EXERCISE OBJECTIVE -
Rewrite the records below with every "Detect" changed to "Locate" and nothing else altered.

RECORDS -
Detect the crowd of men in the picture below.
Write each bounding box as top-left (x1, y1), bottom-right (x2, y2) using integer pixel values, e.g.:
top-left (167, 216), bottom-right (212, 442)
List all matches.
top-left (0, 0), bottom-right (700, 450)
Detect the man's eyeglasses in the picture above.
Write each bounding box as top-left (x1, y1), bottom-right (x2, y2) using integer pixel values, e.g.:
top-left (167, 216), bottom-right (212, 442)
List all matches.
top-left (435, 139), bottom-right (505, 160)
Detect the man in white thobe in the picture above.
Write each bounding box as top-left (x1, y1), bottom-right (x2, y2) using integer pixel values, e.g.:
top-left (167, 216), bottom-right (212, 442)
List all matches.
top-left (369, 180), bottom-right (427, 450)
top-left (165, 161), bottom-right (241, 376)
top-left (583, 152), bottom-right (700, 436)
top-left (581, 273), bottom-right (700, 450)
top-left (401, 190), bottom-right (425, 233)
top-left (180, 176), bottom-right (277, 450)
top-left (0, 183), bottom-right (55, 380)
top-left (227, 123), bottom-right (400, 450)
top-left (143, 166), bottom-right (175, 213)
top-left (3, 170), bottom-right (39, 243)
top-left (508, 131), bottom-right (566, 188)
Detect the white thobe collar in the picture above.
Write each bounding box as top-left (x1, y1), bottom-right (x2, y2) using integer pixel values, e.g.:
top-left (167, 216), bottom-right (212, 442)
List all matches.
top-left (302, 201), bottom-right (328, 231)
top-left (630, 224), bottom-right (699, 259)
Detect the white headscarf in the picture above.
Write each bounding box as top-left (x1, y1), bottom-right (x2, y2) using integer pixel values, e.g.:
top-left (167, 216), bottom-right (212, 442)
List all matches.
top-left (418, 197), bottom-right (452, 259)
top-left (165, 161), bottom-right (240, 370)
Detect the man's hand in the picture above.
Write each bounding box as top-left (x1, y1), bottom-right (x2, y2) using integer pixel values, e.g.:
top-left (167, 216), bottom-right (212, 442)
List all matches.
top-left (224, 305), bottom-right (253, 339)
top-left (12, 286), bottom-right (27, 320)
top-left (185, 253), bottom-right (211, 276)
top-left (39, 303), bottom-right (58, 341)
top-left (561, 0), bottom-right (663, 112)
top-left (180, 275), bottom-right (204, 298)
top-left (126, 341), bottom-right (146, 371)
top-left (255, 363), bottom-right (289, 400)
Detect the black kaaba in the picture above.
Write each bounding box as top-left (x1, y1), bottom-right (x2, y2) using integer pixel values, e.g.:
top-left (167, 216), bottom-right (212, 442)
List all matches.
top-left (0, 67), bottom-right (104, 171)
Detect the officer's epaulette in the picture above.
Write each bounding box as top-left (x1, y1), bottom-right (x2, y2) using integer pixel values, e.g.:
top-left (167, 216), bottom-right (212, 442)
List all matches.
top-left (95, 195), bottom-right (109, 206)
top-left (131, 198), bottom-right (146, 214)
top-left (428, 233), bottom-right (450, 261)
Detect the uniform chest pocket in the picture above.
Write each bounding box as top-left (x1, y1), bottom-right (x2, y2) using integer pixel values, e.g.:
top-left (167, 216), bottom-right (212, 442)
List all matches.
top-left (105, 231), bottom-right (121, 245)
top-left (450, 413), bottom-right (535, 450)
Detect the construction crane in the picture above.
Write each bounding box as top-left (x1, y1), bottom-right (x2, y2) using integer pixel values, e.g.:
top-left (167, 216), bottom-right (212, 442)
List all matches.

THE SOLUTION -
Locate the crowd of men in the picture below.
Write each bounding box as top-left (x1, y1), bottom-right (x2, y2) using integer pixel values, e.g.:
top-left (167, 216), bottom-right (212, 442)
List all matches.
top-left (0, 0), bottom-right (700, 450)
Locate the man's eyeglasses in the picture above.
Write each bounding box as top-left (x1, y1), bottom-right (x2, y2) using integer pixel values, e.g.:
top-left (167, 216), bottom-right (212, 442)
List all matches.
top-left (435, 139), bottom-right (505, 160)
Locate the man in white thobe in the picture above.
Write each bounding box as top-left (x1, y1), bottom-right (x2, y2) using integer pixel values, e.g.:
top-left (167, 216), bottom-right (212, 442)
List all matches.
top-left (369, 180), bottom-right (427, 450)
top-left (165, 161), bottom-right (241, 376)
top-left (583, 152), bottom-right (700, 436)
top-left (581, 273), bottom-right (700, 450)
top-left (401, 190), bottom-right (425, 233)
top-left (180, 176), bottom-right (277, 450)
top-left (0, 183), bottom-right (55, 380)
top-left (227, 123), bottom-right (400, 450)
top-left (143, 166), bottom-right (175, 213)
top-left (3, 170), bottom-right (39, 243)
top-left (508, 131), bottom-right (566, 188)
Locate the white thobe collar in the picture above.
Write each bounding box as top-left (x1, y1), bottom-right (x2, y2) using integer pixel values, e.g.:
top-left (167, 216), bottom-right (212, 442)
List all matches.
top-left (302, 201), bottom-right (328, 231)
top-left (630, 224), bottom-right (699, 259)
Locate the white headscarf in the picture above.
Write each bounding box as top-left (x1, y1), bottom-right (x2, y2) using integer pixel values, e.g.:
top-left (167, 216), bottom-right (212, 442)
List all matches.
top-left (418, 197), bottom-right (452, 259)
top-left (165, 161), bottom-right (240, 370)
Locate the man's hand in the picture above.
Write each bounding box as top-left (x1, y1), bottom-right (x2, y2) using integer pixel values, e.g.:
top-left (167, 216), bottom-right (212, 442)
List all matches.
top-left (224, 305), bottom-right (253, 339)
top-left (12, 286), bottom-right (27, 320)
top-left (185, 253), bottom-right (211, 276)
top-left (39, 303), bottom-right (58, 341)
top-left (561, 0), bottom-right (663, 112)
top-left (180, 275), bottom-right (204, 298)
top-left (126, 341), bottom-right (146, 371)
top-left (255, 363), bottom-right (289, 400)
Locate the black kaaba in the picture above.
Write each bounding box as top-left (x1, y1), bottom-right (x2, y2) using integer pixel values, e.g.:
top-left (167, 216), bottom-right (212, 442)
List all matches.
top-left (0, 67), bottom-right (104, 171)
Locate the officer's epaulette in the picture above.
Write each bounding box as top-left (x1, y1), bottom-right (x2, y2) using integer pixel values, e.g.:
top-left (167, 216), bottom-right (212, 442)
List all matches.
top-left (95, 195), bottom-right (109, 206)
top-left (131, 198), bottom-right (146, 214)
top-left (428, 233), bottom-right (450, 261)
Locate the uniform chest pocket in the picture above.
Write each bounding box as top-left (x1, y1), bottom-right (x2, y2) using integer pixel values, e.g.:
top-left (167, 216), bottom-right (212, 442)
List all matches.
top-left (105, 231), bottom-right (121, 245)
top-left (450, 413), bottom-right (535, 450)
Locate the construction crane in the picture above.
Write each bounding box as top-left (x1, y1), bottom-right (x2, y2) using integer pixel values, e.g.:
top-left (167, 216), bottom-right (212, 442)
List all matches.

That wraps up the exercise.